- **Seitenauszug**:
========================================

Kindesunterhalt trotz gefälschter Unterschrift bei künstlicher Befruchtung

Das Landgericht München I hat entschieden, dass ein Mann nach einer künstlichen Befruchtung Kindesunterhalt für seinen ungewollten Sohn zahlen muss. Seine Ex-Frau hatte sich nach der Trennung ohne seine Zustimmung befruchtete Eizellen einsetzen lassen.

Das damalige Ehepaar war bereits 2012 in einer Arztpraxis wegen eines Kinderwunsches vorstellig geworden. Der Mann hatte der Kinderwunsch-Behandlung in der Praxis damals schriftlich zugestimmt. Noch im gleichen Jahr kam es zu zwei erfolglose Inseminationen. 2013 unterzeichnetedas Ehepaar einen Vertrag über die Lagerung der befruchteten und kryo-konservierten Eizellen. Eine In-Vitro-Fertilisation (Zusammenführen von Eizelle und Samenzellen im Reagenzglas – IVF) blieb erfolglos. Kurz darauf trennten sich das Paar wegen Unstimmigkeiten. Die Frau fälschte daraufhin im Jahr 2014 zweimal die Unterschrift ihres Ex-Partners und ließ sich die befruchteten Eizellen einpflanzen. Im zweiten Anlauf wurde die Frau schwanger und gebar einen gesunden Jungen.

========================================

- **Bereitgestelltes Material**:
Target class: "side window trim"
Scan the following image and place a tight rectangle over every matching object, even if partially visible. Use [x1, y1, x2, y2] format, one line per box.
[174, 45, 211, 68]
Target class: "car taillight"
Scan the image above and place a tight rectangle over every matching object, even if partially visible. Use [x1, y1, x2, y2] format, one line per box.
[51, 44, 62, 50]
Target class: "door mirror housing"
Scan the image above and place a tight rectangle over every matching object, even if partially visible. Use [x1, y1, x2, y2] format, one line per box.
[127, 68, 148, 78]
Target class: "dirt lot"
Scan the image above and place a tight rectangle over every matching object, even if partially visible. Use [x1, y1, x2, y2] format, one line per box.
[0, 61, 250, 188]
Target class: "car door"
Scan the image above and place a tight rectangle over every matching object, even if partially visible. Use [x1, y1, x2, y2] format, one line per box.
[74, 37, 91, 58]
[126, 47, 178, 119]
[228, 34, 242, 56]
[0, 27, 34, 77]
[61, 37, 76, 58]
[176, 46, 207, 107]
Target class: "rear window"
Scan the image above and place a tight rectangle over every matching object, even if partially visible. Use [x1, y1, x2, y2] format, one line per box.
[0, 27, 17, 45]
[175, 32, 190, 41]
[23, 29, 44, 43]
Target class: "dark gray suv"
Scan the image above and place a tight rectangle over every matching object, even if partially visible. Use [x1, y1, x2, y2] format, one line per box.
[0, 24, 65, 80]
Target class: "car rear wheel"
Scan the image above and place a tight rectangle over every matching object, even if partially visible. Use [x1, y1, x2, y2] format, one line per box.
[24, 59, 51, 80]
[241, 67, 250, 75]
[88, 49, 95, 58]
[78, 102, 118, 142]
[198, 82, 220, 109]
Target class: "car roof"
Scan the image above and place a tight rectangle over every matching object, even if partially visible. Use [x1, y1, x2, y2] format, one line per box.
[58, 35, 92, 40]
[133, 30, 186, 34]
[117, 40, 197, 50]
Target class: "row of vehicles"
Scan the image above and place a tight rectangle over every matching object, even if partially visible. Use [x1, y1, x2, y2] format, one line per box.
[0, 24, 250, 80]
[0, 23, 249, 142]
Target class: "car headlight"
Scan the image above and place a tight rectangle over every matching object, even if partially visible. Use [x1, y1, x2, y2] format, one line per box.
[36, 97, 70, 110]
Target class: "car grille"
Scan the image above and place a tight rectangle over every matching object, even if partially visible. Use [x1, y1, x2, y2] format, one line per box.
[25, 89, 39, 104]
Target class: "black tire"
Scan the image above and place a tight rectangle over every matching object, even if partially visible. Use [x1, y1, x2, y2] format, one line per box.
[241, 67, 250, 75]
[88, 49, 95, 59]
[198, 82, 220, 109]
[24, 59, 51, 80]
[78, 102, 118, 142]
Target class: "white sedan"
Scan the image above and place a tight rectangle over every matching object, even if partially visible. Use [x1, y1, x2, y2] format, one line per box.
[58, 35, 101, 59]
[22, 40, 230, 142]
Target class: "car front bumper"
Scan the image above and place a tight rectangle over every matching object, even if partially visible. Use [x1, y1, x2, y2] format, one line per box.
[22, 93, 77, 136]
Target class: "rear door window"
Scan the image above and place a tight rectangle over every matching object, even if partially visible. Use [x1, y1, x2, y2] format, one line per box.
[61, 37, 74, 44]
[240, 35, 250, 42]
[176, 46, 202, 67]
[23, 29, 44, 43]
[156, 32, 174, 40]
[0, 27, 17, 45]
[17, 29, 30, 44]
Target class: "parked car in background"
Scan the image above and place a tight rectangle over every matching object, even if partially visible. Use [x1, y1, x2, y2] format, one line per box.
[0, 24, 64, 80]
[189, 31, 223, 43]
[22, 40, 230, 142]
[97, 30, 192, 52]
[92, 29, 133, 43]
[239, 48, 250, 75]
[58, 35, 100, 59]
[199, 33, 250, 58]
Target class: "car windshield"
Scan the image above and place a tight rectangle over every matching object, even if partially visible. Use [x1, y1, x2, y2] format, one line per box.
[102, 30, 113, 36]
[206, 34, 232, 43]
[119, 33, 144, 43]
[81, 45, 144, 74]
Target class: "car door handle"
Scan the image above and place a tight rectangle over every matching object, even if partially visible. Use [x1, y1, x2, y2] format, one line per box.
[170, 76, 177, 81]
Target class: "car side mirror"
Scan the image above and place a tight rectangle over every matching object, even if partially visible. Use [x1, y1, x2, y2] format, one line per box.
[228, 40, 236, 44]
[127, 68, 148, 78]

========================================

- **Anforderung**: Fasse den Seitenauszug in genau zwei Sätzen zusammen.

- **Musterlösung**: Das Landgericht München I hat entschieden, dass ein Mann nach einer künstlichen Befruchtung Kindesunterhalt für seinen ungewollten Sohn zahlen muss. Seine Ex-Frau hatte nach der Trennung im Jahr 2014 zweimal seine Unterschrift gefälscht und sich ohne seine Zustimmung befruchtete Eizellen einsetzen lassen, woraufhin sie im zweiten Anlauf schwanger wurde und einen gesunden Jungen gebar.